Dataset items:
****************
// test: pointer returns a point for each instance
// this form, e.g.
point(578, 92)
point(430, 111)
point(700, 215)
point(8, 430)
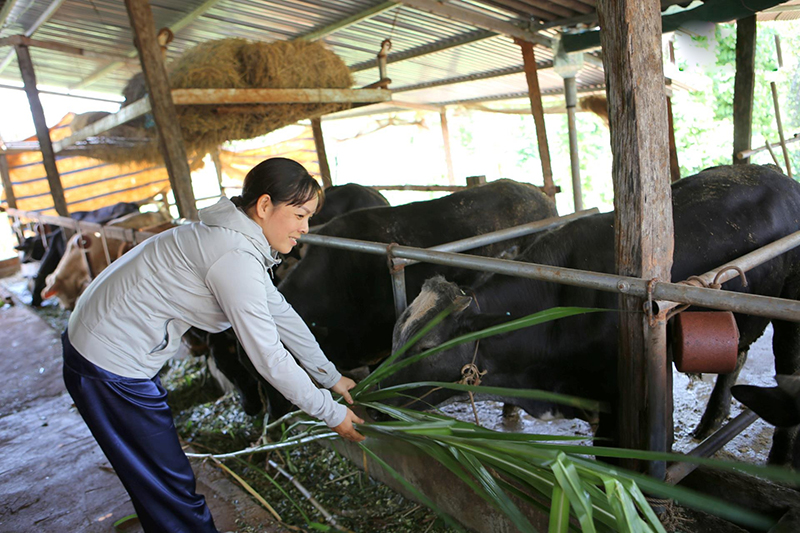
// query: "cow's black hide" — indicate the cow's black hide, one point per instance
point(719, 215)
point(346, 297)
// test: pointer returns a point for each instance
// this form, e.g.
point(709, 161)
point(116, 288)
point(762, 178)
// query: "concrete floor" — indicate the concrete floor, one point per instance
point(54, 476)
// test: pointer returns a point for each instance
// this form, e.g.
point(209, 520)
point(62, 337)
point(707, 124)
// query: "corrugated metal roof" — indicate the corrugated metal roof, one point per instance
point(426, 42)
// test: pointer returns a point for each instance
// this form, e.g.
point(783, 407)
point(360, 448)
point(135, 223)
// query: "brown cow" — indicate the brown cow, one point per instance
point(75, 271)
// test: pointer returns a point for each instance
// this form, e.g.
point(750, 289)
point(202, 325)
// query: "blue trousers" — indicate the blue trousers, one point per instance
point(133, 424)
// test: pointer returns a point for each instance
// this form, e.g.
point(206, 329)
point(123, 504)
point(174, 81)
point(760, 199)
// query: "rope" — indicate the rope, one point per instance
point(695, 281)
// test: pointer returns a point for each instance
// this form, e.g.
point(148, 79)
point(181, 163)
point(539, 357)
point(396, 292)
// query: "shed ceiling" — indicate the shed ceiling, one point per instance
point(452, 56)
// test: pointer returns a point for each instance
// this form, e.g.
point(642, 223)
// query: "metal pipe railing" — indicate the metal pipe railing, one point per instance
point(745, 263)
point(770, 307)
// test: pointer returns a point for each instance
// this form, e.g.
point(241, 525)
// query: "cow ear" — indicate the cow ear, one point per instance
point(461, 303)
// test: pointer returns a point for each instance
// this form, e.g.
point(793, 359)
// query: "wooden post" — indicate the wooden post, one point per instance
point(674, 166)
point(448, 154)
point(780, 129)
point(42, 133)
point(322, 156)
point(11, 200)
point(537, 109)
point(169, 130)
point(631, 40)
point(475, 181)
point(744, 86)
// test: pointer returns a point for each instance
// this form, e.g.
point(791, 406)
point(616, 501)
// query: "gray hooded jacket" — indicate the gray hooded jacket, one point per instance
point(211, 275)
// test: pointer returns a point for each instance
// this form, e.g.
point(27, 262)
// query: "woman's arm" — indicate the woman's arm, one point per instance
point(238, 281)
point(296, 336)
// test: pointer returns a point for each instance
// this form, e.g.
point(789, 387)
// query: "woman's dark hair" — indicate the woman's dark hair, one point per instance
point(284, 180)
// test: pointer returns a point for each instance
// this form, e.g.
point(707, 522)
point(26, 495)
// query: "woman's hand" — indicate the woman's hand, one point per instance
point(342, 387)
point(346, 429)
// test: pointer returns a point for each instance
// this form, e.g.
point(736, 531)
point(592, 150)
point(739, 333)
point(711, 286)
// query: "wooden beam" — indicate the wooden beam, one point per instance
point(42, 133)
point(322, 156)
point(218, 168)
point(448, 155)
point(44, 17)
point(5, 11)
point(8, 187)
point(479, 20)
point(276, 96)
point(60, 47)
point(744, 86)
point(166, 119)
point(346, 22)
point(537, 109)
point(425, 49)
point(631, 40)
point(126, 114)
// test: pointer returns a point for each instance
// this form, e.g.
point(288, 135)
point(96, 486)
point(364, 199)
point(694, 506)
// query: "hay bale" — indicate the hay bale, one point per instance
point(237, 63)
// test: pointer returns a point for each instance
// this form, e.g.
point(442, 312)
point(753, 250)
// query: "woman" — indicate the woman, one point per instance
point(212, 275)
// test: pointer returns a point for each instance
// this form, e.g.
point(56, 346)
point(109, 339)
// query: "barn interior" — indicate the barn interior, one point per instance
point(412, 54)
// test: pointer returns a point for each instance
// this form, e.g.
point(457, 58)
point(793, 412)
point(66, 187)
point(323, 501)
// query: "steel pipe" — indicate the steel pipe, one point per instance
point(677, 471)
point(738, 302)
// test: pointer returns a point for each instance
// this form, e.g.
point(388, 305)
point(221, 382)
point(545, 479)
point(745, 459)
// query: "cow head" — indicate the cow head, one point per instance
point(71, 277)
point(436, 296)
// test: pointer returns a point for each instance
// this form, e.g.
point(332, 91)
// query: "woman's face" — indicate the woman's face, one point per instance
point(282, 224)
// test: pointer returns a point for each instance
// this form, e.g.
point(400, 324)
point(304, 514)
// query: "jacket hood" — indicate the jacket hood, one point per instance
point(226, 215)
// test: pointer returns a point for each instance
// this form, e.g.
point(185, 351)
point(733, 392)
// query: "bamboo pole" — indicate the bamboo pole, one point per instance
point(780, 128)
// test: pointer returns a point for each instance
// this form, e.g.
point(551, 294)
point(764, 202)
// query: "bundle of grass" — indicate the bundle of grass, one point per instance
point(238, 64)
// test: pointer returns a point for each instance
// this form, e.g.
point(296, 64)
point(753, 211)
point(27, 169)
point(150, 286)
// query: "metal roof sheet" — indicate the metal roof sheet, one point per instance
point(441, 57)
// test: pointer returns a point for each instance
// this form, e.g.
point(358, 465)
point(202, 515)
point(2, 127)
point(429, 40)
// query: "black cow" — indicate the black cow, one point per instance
point(780, 406)
point(346, 297)
point(719, 215)
point(342, 199)
point(57, 244)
****************
• **TASK GOAL**
Rewrite the listing above with "one point per instance" replaced by "one point for each instance" everywhere it occurs, keeping every other line as it is. Leave the pictures out.

• **EXERCISE RESULT**
// test: pointer returns a point for each instance
// this form, e.g.
point(578, 92)
point(430, 111)
point(700, 215)
point(8, 430)
// query: "cow's black hide" — indicate the cow's black hide, one point for each instance
point(719, 215)
point(346, 297)
// test: pointer returns a point for each instance
// this form, e.g.
point(709, 161)
point(116, 288)
point(762, 178)
// query: "concrete floor" — indicate the concrete floor, one point for each instance
point(54, 476)
// test: pointer returns a point for each instance
// this form, e.g.
point(209, 520)
point(62, 337)
point(707, 124)
// query: "corrugated metal roof" — indicate the corrugated metal roof, one point for each instance
point(426, 42)
// test: pointer returns a point for each instance
// this form, e.g.
point(783, 407)
point(360, 448)
point(135, 223)
// query: "brown cow" — indicate the brown cow, one point for each instance
point(75, 271)
// test: pointer returns a point for each instance
// this form, e.g.
point(750, 289)
point(202, 325)
// query: "blue trousers" — indicate the blue trousers, one point for each instance
point(133, 424)
// test: pointer returns a point for each instance
// this form, e.g.
point(206, 329)
point(123, 504)
point(174, 81)
point(760, 199)
// query: "rope" — indicate the rope, one point for each instance
point(695, 281)
// test: pointer returns a point for each instance
// this form, e.g.
point(148, 79)
point(181, 163)
point(539, 357)
point(396, 292)
// query: "shed ceiling" — indicate the shed ceiling, one point for each instance
point(452, 56)
// test: pointer returns a point for each instance
// this form, e.g.
point(642, 223)
// query: "metal pipe railing" — indicate the metal pipe railing, one point for each instance
point(745, 263)
point(770, 307)
// test: pointer returns a point for each instance
// this form, e.g.
point(241, 525)
// query: "cow ear" — indicate the cow ear, one point for each instance
point(461, 303)
// test: pointer returns a point for each instance
// this form, e.g.
point(793, 359)
// query: "wooden post" — indicate the wooden post, one point for each instance
point(674, 166)
point(448, 154)
point(780, 129)
point(42, 133)
point(322, 156)
point(11, 200)
point(537, 109)
point(169, 130)
point(631, 40)
point(475, 181)
point(744, 86)
// test: pointer returns a point for each instance
// this form, e.g.
point(791, 406)
point(616, 501)
// query: "gray hooded jacket" — indicate the gray hooded jacket, one point for each instance
point(211, 275)
// test: pointer returns a point for each instance
// this form, e.g.
point(27, 262)
// query: "woman's arm" — indicate the woman's arm, one point for each instance
point(238, 281)
point(296, 336)
// test: pointer returns a point for each instance
// this form, e.g.
point(789, 387)
// query: "woman's dark hair" — indicate the woman's dark hair, one point for each instance
point(284, 180)
// test: pointer returns a point for each instance
// this form, e.g.
point(707, 522)
point(26, 495)
// query: "woman's hand" — indicate the woman's hand, one point for each instance
point(342, 387)
point(346, 429)
// test: pointer returns a point for each instance
// this form, e.g.
point(736, 531)
point(592, 150)
point(739, 333)
point(711, 286)
// query: "wooden beam" — indicate the wooden beam, one point for each instance
point(42, 133)
point(322, 156)
point(218, 168)
point(448, 155)
point(44, 17)
point(5, 11)
point(8, 187)
point(479, 20)
point(276, 96)
point(60, 47)
point(744, 86)
point(166, 119)
point(346, 22)
point(537, 109)
point(425, 49)
point(631, 40)
point(126, 114)
// test: pointer returns a point for each instance
// this form, e.g.
point(288, 135)
point(96, 486)
point(364, 199)
point(694, 506)
// query: "hay bale" — indicate the hay bale, one point for each instance
point(237, 63)
// test: pointer returns a point for each instance
// this form, e.g.
point(442, 312)
point(753, 250)
// query: "woman" — indicate the woman, one point for each instance
point(212, 275)
// test: pointer returns a point for each instance
// this form, e.g.
point(56, 346)
point(109, 339)
// query: "barn interior" — indicate the barn interior, one point for each instance
point(412, 54)
// test: pointer returns a point for each instance
// this form, e.g.
point(457, 58)
point(793, 412)
point(66, 187)
point(323, 501)
// query: "steel pipe" — indicate the steel pipe, one point for each instance
point(677, 471)
point(738, 302)
// test: pointer returns a point for each instance
// this form, e.g.
point(388, 305)
point(221, 382)
point(545, 479)
point(745, 459)
// query: "cow head" — indicate the cow head, one point for each instance
point(71, 277)
point(436, 296)
// test: pointer returns a point for each instance
// this form, e.g.
point(332, 91)
// query: "woman's face" — indicate the woman's face, one point for each instance
point(282, 224)
// test: pointer returns a point for each instance
// this form, e.g.
point(400, 324)
point(304, 514)
// query: "jacket hood" — indicate the jacket hood, one point for each instance
point(226, 215)
// test: pointer returns a point for each instance
// this form, e.g.
point(185, 351)
point(733, 392)
// query: "bamboo pole" — indicate the bamboo pole, one point for each instance
point(780, 128)
// test: pointer returns a point for each instance
// this form, e.g.
point(551, 294)
point(764, 202)
// query: "bundle of grass" — indicate the bundle of grass, one point for each instance
point(238, 64)
// test: pointer returns a point for each instance
// this form, e.g.
point(296, 64)
point(753, 211)
point(27, 169)
point(150, 286)
// query: "metal roof sheet" — indicate the metal roof sheet, one point for each instance
point(441, 57)
// test: pointer returns a point for each instance
// this form, e.g.
point(358, 465)
point(202, 515)
point(2, 127)
point(429, 40)
// query: "black cow" — indicate the black cow, one point for each instance
point(780, 406)
point(346, 297)
point(719, 215)
point(342, 199)
point(57, 244)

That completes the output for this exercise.